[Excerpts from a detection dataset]
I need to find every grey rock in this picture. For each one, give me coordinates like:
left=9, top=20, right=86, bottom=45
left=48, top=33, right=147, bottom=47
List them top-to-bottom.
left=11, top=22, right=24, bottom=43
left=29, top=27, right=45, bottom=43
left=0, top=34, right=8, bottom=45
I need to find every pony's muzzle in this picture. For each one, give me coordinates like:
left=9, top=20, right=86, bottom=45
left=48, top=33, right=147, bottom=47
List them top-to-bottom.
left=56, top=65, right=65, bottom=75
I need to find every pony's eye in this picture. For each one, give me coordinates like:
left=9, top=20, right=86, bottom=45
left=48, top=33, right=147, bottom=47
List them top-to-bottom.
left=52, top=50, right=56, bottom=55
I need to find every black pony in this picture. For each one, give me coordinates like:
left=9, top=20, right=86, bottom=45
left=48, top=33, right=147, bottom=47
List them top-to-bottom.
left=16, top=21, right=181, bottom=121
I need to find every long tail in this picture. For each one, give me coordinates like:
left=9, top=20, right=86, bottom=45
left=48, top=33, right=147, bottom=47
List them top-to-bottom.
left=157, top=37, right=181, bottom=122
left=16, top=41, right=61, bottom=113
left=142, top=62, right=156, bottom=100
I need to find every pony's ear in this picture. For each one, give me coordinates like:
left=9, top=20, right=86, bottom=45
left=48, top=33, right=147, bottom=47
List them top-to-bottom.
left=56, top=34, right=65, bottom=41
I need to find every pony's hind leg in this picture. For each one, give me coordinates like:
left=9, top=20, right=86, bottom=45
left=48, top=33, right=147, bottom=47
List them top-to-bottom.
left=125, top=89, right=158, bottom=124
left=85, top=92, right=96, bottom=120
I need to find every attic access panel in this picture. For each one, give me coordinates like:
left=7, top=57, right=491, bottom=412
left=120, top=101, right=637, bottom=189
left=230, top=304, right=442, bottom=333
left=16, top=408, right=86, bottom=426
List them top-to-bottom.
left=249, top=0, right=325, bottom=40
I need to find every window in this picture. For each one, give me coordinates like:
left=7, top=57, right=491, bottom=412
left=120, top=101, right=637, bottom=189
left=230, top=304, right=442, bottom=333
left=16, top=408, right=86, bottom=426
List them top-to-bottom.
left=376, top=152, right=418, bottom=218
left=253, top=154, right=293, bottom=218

■ **Problem to solve**
Which lines in the records contain the string "this" with the same capitalization? Report each such line in full.

■ **Reply**
I need to find every grey rock in this picture. For each one, give me coordinates like:
I need to find every pony's muzzle in this picture. For each one, give me coordinates like:
I need to find every pony's eye in this picture. For each one, give me coordinates like:
I need to find every black pony in this picture. For each one, give me coordinates like:
I need to find every long tail in this picture. For each one, give me coordinates like:
I need to find every pony's ear in this picture. For each one, give me coordinates like:
I need to find every pony's hind leg in this picture. For each one, give me coordinates like:
I need to find every attic access panel in this picture. For each one, give me coordinates like:
I need to find every window in this picture. For each one, give me coordinates like:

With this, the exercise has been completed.